§ Records shown

# # # #

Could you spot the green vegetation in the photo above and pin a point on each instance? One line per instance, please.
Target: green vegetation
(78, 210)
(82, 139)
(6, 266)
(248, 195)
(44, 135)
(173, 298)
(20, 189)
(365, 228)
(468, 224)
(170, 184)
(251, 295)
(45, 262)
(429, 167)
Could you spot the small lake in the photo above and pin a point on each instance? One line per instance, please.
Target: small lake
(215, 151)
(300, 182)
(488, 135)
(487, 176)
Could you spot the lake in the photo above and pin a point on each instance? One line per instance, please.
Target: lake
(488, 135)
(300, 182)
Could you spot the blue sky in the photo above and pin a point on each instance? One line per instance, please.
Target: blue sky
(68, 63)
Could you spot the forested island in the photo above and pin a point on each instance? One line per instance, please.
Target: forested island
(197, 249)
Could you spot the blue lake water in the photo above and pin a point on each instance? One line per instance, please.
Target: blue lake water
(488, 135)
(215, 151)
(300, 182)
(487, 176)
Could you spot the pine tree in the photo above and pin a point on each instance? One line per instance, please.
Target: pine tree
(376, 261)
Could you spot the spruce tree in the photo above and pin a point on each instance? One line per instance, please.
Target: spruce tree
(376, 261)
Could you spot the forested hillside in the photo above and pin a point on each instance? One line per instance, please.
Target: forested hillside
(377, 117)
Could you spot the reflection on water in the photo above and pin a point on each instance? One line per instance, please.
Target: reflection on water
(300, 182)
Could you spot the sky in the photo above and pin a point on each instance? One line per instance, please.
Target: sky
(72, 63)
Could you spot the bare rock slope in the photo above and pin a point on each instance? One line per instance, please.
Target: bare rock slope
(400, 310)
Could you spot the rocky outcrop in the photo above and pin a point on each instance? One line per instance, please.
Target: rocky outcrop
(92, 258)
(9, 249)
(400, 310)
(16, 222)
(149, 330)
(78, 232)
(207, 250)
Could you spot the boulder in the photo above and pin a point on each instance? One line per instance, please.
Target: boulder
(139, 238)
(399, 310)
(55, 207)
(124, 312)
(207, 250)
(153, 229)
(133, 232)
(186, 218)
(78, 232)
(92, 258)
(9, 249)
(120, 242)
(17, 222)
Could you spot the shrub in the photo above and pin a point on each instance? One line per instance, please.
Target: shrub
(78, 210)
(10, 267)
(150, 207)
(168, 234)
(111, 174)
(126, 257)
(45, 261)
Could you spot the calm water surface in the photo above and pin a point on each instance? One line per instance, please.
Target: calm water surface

# # # #

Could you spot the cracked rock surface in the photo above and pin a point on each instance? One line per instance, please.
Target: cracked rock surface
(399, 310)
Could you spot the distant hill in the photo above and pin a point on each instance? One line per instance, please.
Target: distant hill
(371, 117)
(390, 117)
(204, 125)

# # # #

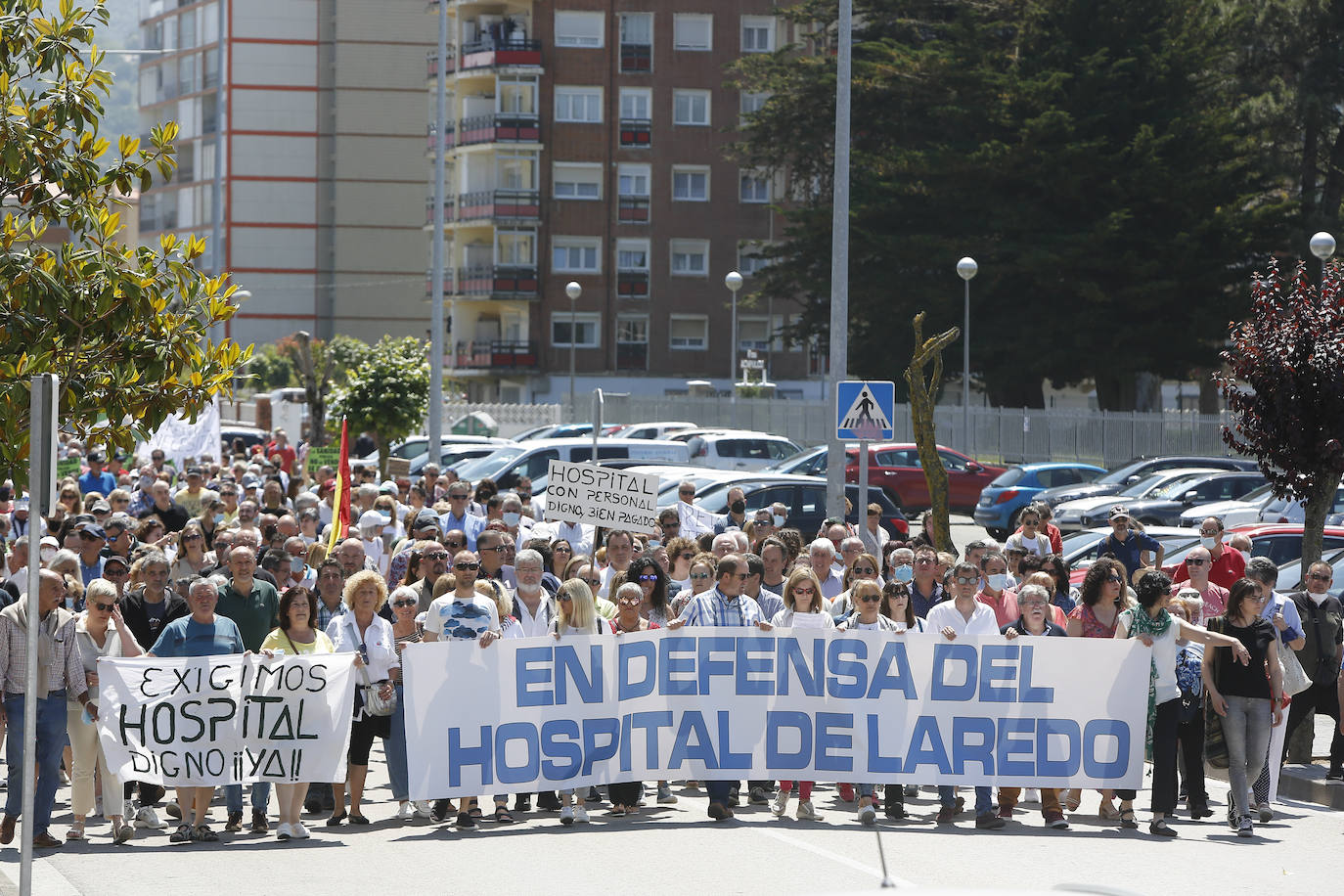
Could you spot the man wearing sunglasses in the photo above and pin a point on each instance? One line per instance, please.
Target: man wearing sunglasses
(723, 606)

# # # #

§ Goal of the exercise
Pull from the records every line that contains the word "distant", and copy each one out in full.

§ Answer to this task
Could you spot the distant hill in the photo above and pin a point on each instance? One line per instance, please.
Target: distant hill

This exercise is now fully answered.